**Given data**:
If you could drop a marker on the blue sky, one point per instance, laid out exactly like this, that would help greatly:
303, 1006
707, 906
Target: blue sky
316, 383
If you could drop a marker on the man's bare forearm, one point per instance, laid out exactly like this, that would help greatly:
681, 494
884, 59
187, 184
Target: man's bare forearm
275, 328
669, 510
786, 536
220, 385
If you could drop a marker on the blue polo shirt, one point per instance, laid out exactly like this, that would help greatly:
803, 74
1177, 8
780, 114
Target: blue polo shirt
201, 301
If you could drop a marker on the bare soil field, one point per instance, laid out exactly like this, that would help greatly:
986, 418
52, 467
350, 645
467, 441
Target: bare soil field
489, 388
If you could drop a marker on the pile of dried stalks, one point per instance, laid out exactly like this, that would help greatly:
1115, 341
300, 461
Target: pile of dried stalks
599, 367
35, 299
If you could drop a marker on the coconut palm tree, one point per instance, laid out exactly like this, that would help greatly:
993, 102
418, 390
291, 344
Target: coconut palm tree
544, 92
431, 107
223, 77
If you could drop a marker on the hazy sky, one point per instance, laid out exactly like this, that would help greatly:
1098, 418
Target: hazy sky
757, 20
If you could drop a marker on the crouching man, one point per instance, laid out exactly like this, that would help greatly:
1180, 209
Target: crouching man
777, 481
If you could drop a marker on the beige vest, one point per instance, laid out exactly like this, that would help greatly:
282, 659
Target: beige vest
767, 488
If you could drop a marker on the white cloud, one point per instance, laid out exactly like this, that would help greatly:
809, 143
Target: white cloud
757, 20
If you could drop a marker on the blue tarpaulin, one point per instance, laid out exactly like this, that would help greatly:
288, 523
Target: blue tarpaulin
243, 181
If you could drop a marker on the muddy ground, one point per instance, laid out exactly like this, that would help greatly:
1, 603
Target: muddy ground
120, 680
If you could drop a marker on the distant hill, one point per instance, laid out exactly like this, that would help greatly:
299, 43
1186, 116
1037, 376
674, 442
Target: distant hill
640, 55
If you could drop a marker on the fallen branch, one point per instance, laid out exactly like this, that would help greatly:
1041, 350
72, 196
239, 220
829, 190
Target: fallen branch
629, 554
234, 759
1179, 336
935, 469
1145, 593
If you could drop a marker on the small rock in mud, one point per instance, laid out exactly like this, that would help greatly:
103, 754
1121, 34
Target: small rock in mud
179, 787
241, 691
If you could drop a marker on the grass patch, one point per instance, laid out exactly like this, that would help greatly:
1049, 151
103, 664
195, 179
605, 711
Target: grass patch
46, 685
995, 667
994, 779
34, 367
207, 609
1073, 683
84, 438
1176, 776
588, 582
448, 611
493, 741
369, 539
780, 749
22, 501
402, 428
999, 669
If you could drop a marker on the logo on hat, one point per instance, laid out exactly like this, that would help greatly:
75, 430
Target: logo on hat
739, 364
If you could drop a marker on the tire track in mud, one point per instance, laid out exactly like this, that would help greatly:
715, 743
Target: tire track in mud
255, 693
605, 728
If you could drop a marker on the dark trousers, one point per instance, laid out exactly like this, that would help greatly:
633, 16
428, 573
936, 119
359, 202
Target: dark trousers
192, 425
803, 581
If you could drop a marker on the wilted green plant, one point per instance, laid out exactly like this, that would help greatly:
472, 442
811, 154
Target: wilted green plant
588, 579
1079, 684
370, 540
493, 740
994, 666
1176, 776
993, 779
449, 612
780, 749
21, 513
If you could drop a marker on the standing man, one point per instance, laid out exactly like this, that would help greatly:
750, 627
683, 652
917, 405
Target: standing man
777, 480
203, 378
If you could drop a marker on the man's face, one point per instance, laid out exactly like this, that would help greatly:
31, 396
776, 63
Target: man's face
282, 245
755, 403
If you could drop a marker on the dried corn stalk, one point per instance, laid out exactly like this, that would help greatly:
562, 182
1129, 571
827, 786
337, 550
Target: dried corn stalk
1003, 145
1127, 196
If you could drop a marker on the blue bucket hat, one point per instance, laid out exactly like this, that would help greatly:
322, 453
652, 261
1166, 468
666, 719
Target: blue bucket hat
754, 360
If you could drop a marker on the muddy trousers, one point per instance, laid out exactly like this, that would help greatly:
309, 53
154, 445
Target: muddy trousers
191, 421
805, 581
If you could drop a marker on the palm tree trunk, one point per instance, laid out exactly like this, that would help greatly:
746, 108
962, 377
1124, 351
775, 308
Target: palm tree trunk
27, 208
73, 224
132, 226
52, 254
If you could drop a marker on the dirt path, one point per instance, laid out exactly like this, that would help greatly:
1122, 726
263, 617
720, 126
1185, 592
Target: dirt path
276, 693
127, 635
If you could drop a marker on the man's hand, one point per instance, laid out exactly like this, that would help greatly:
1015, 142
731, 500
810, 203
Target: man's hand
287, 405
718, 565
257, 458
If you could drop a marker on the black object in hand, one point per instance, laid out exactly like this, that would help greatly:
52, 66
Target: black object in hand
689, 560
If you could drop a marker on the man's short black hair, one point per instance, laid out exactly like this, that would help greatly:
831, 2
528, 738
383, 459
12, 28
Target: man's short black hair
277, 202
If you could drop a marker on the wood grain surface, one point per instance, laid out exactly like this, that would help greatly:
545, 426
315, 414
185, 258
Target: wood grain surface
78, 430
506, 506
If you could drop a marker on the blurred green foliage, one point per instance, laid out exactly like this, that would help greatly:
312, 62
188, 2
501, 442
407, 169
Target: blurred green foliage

**Action item**:
The complete listing, transcribed exactly, is the expected answer.

**Solution to the exercise**:
If you could drop a marker on the blue sky, one point per instance, laid out exactly like this, that would help greatly:
303, 1006
707, 906
Target: blue sky
316, 383
If you could drop a marker on the man's bare forearm, one point per instance, laid out exactly like this, that would help greatly:
681, 494
884, 59
187, 184
Target: man's bare forearm
275, 328
669, 510
786, 536
220, 385
If you could drop a marker on the blue polo shirt, one point per instance, laid out exactly like this, that would help greatly:
803, 74
1177, 8
780, 114
Target: blue polo shirt
201, 301
If you could drop a marker on the bare soil field, one point per instance, laid out exactly like this, that would help greatly:
986, 418
52, 467
350, 645
467, 441
Target: bare soil field
489, 388
If you could drop a marker on the pile of dried stalks, one point per instance, laid out exactly like this, that would help greatly:
1115, 341
300, 461
Target: pile of dried stalks
599, 367
35, 299
If you could drop a marker on the coconut palm tree, one point per instance, laid out exactly like this, that would help greatly:
993, 102
418, 390
291, 344
Target: coconut palm tree
544, 92
431, 107
223, 77
If you could drop a marker on the hazy sky, one point per instance, laid out exactly like this, that would help greatly:
1098, 418
Target: hazy sky
757, 20
If you could drop a marker on the crouching man, one point per instance, laid out exactly like this, that would help greatly:
1180, 209
Target: crouching man
777, 481
If you could drop a marker on the beige vest, one point per instance, laid out exactly like this, that would help greatly:
282, 659
Target: beige vest
767, 488
If you could drop a marker on the white cloud, one point per instance, laid out exactly like this, that would help greatly:
809, 143
Target: white cloud
757, 20
If you could drop a marker on the blue tarpaulin, one point per instance, laid out exactly like this, that would help greatly:
288, 523
Target: blue tarpaulin
243, 181
If you could drop a marker on the muddy ground, one point per instance, laid out exactly like this, that would help greatly:
1, 603
Target: muddy ground
120, 680
If you could drop a marker on the distant hill, one point per instance, laid out exactly like this, that would help greatly:
299, 43
1186, 116
1037, 376
674, 442
Target: distant hill
640, 55
If you could drop a marker on the fallen branch, one point per instance, laid out exactly like this, that would help greatly:
1041, 350
72, 196
239, 220
829, 190
Target: fallen branch
629, 554
234, 759
1179, 336
935, 469
1145, 593
If you could drop a marker on the small rock in mud, one point per instance, laid out exactly like this, that would help greatly:
103, 754
1121, 34
Target: small rock in mud
179, 787
241, 691
If you could drop a marker on the grass patch, one point per instance, laid out exactly like this, that would help greatly:
1049, 151
103, 664
195, 179
605, 711
Target: grass patch
46, 685
995, 667
994, 779
34, 367
207, 609
1073, 683
84, 438
1176, 776
588, 582
448, 611
493, 741
369, 539
780, 749
22, 501
402, 428
999, 669
If you could drop a marker on the logo on hat, one point per instance, laid out exactly like this, that would help greatly:
75, 430
Target: logo on hat
739, 364
If you could drop a marker on the tire track in mud, one point per instance, laid out exactly like this, that would help greatly:
715, 743
Target: tire track in mud
255, 693
605, 728
If you could drop a marker on the dark trousers, one point per instance, laid out exactly like this, that would help greatly:
633, 16
428, 573
936, 119
359, 202
Target: dark trousers
192, 425
803, 581
If you could drop a marker on the wilted green plant, one point per instance, laid out exactly like this, that would help greatly:
472, 442
811, 154
Target: wilted green plant
588, 579
1079, 684
370, 540
493, 740
994, 666
1176, 776
993, 779
449, 612
780, 749
21, 513
If you could drop a marker on the standing man, one point per instance, laid out exactly like this, that would help greatly:
750, 627
683, 652
917, 405
Target: standing man
777, 480
203, 378
If you could drop a marker on the man's face, one point per instance, laid out exactly like this, that would help greatly:
31, 396
776, 63
Target: man's face
282, 245
755, 403
If you could drop a marker on the dried corn stalk, one point per instance, laid out exactly like this, that would help greatly:
562, 182
1129, 571
827, 786
337, 550
Target: dried corn stalk
1003, 145
1127, 196
If you could drop a marker on the blue bucket hat, one point per instance, laid out exactly like this, that would help greatly:
322, 453
652, 261
1166, 468
666, 719
Target: blue bucket hat
754, 360
If you could drop a marker on the muddy trousers, one point per instance, laid out exactly like this, that would help greatly:
309, 53
154, 445
Target: muddy trousers
191, 421
805, 581
If you could drop a marker on the palm tree trunk, one point per instance, laid out exactly like this, that would help greatly:
746, 108
962, 377
1124, 351
775, 308
Target: palm tree trunk
27, 208
73, 224
132, 226
52, 254
If you could drop a marker on the dirt path, one point per instance, laid out exactly like this, that would help greatly:
1122, 726
263, 617
720, 126
1185, 592
Target: dirt path
276, 693
127, 635
If you could drop a marker on the man's hand, one point per instance, laid out exactly like this, that would help greatly:
1015, 142
731, 500
810, 203
Target: man's hand
287, 405
718, 565
257, 458
If you could drop a marker on the black object in hand, one point per instance, laid out exactly like this, that would help greatly:
52, 66
Target: black object in hand
689, 560
If you could drop a marker on the man's short black hair, one point per instance, laid out exactly like this, that would help greatly:
831, 2
528, 738
383, 459
12, 28
Target: man's short black hair
277, 202
If you could drop a marker on the wood grain surface, one point per instance, laid out exactly like this, that would help greatly:
545, 426
315, 414
185, 258
Target: wood grain surface
78, 430
506, 506
If you could drop a marker on the blurred green foliage, one point per instance, laid out exactly like this, that would help greatly:
312, 62
188, 2
501, 442
407, 169
Target: blurred green foliage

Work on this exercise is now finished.